[DATA TO USE — start]
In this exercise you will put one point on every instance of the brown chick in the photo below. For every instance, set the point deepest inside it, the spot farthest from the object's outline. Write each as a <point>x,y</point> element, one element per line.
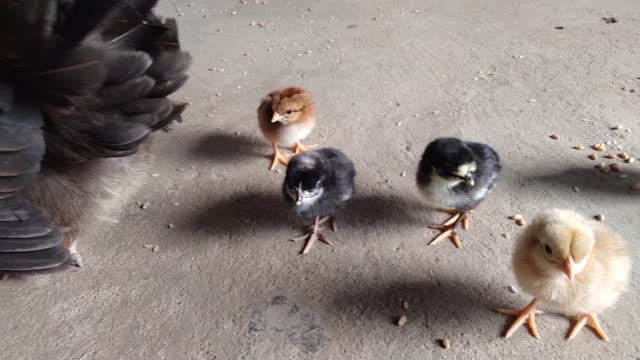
<point>286,117</point>
<point>572,265</point>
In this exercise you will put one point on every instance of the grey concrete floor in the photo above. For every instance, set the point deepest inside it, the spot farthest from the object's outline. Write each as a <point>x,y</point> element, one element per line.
<point>387,77</point>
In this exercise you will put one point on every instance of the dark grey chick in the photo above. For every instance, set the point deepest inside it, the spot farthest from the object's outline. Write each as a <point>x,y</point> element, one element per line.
<point>318,183</point>
<point>455,176</point>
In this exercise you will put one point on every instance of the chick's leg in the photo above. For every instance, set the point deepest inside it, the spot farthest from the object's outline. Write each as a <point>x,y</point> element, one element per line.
<point>314,234</point>
<point>525,315</point>
<point>299,148</point>
<point>587,319</point>
<point>277,157</point>
<point>448,228</point>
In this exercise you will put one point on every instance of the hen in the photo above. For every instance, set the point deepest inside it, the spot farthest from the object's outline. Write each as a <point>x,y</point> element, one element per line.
<point>82,86</point>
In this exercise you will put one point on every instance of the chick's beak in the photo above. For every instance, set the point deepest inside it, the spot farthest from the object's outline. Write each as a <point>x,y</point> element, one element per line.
<point>567,267</point>
<point>277,117</point>
<point>299,197</point>
<point>469,179</point>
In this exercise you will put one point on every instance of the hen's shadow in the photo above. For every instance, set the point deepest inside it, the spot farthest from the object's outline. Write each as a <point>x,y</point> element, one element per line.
<point>589,180</point>
<point>228,148</point>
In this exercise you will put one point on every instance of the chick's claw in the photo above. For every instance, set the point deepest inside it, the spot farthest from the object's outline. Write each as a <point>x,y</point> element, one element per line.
<point>278,158</point>
<point>299,148</point>
<point>447,229</point>
<point>592,321</point>
<point>525,315</point>
<point>314,234</point>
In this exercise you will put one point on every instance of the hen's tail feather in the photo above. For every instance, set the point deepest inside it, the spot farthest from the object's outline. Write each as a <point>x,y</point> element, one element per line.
<point>28,241</point>
<point>33,260</point>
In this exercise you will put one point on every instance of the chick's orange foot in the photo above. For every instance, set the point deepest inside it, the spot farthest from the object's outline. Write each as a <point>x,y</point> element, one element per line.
<point>527,314</point>
<point>278,158</point>
<point>592,321</point>
<point>314,233</point>
<point>448,228</point>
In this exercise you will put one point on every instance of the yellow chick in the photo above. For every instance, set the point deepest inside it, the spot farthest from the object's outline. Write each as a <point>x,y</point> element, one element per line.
<point>574,266</point>
<point>285,118</point>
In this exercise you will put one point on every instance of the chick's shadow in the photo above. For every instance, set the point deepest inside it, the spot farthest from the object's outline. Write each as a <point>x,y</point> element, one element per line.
<point>262,211</point>
<point>227,148</point>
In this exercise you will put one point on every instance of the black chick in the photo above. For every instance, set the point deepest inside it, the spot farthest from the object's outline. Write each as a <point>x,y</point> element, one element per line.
<point>318,183</point>
<point>455,176</point>
<point>83,84</point>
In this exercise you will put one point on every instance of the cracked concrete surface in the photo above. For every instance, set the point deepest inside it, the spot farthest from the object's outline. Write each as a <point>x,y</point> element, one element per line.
<point>387,77</point>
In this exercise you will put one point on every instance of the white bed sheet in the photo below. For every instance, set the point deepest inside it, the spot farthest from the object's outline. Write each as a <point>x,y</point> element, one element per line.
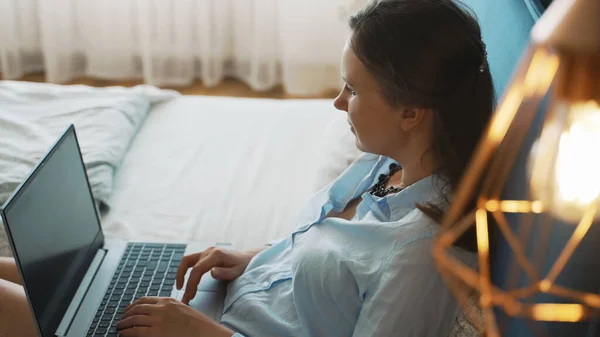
<point>227,170</point>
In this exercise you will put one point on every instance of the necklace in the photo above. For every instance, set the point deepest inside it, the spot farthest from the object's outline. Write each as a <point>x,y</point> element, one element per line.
<point>379,189</point>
[DATA TO USE — finish]
EXERCISE OBJECTIVE:
Give back the whole listing exactly; no pictures.

SOLUTION FOR THIS TASK:
In this exercise you will put one point on every instance of the brown chick in the photo below. For every instance, set the point deepest inside it, the spot farthest from the object's outline. Write each as a <point>x,y</point> element, one element per line.
<point>286,117</point>
<point>572,265</point>
In this exercise you will put one point on every instance of the grey concrete floor in the photo above. For every instance, set the point deepest inside it, the spot farthest from the object's outline. Write each as a <point>x,y</point> element, one element per line.
<point>387,77</point>
In this exercise you will put one point on every instance of the dark grey chick in the photo above. For every instance, set the point deepest inside it, the spot farthest from the object's outline. Write each as a <point>x,y</point> element, one element per line.
<point>318,183</point>
<point>455,176</point>
In this exercise you will put one point on every instance of the chick's leg in the photo above. For every instance, set the point deepest inside it, the spot farthest from the object's outline. Write each as a <point>x,y</point> element, one element per line.
<point>314,234</point>
<point>525,315</point>
<point>299,148</point>
<point>587,319</point>
<point>277,157</point>
<point>448,228</point>
In this exercise you will put one point on every instance of the hen in the photo above. For every instance, set the point deepest inside it, the spot farthest from the object's outline. Write each as a <point>x,y</point> element, one element per line.
<point>82,86</point>
In this exercise you will put one point on every instance of the chick's beak in the photo above. For every instance, set the point deepest inside it, the spot farthest from the object's outline. Write each as a <point>x,y</point> element, one element per line.
<point>567,267</point>
<point>277,117</point>
<point>299,197</point>
<point>469,179</point>
In this exercise you will put one point on every instance of the hen's shadow in the photo above. For every instance, set the point deepest inside it, the spot farthest from the object's outline. Write each as a <point>x,y</point> element, one element per line.
<point>589,180</point>
<point>228,148</point>
In this exercise you will put one point on every instance of the chick's claw in the photo above. For every instance, set the point deepest inside it, the spot farthest from the object's outline. Write each as a <point>x,y</point> element, one element per line.
<point>278,158</point>
<point>299,148</point>
<point>447,229</point>
<point>592,321</point>
<point>525,315</point>
<point>314,234</point>
In this exercise you will put one point on every instance of the hen's tail feather in the photo above. For every instance, set the point deepest inside it, the spot farthest from the object's outline. Write each as a <point>x,y</point> element, one element per line.
<point>28,241</point>
<point>33,260</point>
In this exercise you will put one point on every instance of the chick's orange foot in the photo above. For every instance, set the point deepest inside it, the spot farthest from the object's outline. Write each as a <point>x,y</point> element, one element per line.
<point>527,314</point>
<point>278,158</point>
<point>592,321</point>
<point>314,233</point>
<point>448,228</point>
In this exercise you will put one point on every instance of the yellow chick in the photo above. For every instance, set the point deepest inside it, the spot farthest from the object's outline. Write each as a <point>x,y</point> element, one element per line.
<point>574,266</point>
<point>285,118</point>
In this exercise you will put one point on every instance of the chick's shadow in the photo above. For every instance, set the point deepest inside it, the spot farthest from the object's outline. Write each as a <point>x,y</point> element, one element per line.
<point>262,211</point>
<point>227,148</point>
In this exercise you will put one point on every instance of the black chick in the photo above. For every instance, set the point deepest inside it, the spot farthest from the object's outline. Write each as a <point>x,y</point> element, one element per line.
<point>318,183</point>
<point>455,176</point>
<point>83,84</point>
In this exercise you will put one point on every instance of the cracked concrete surface in the photo above. For every instance, set the point deepest inside it, the spot farthest from the object's outline. Write each as a <point>x,y</point> element, one element per line.
<point>387,77</point>
In this exercise you will put one point on every instance of the white bed sheet in the photo below. For every instance, set the point deepest inside it, the spot farthest from the object's outline. Write each as a <point>x,y</point> element, one element per line.
<point>227,170</point>
In this exercise you will put one point on every instance of the necklace in the photo above. For every instance, set the point deepest inside it, the spot farthest from the object's outline. Write each as a <point>x,y</point> element, one element per line.
<point>379,189</point>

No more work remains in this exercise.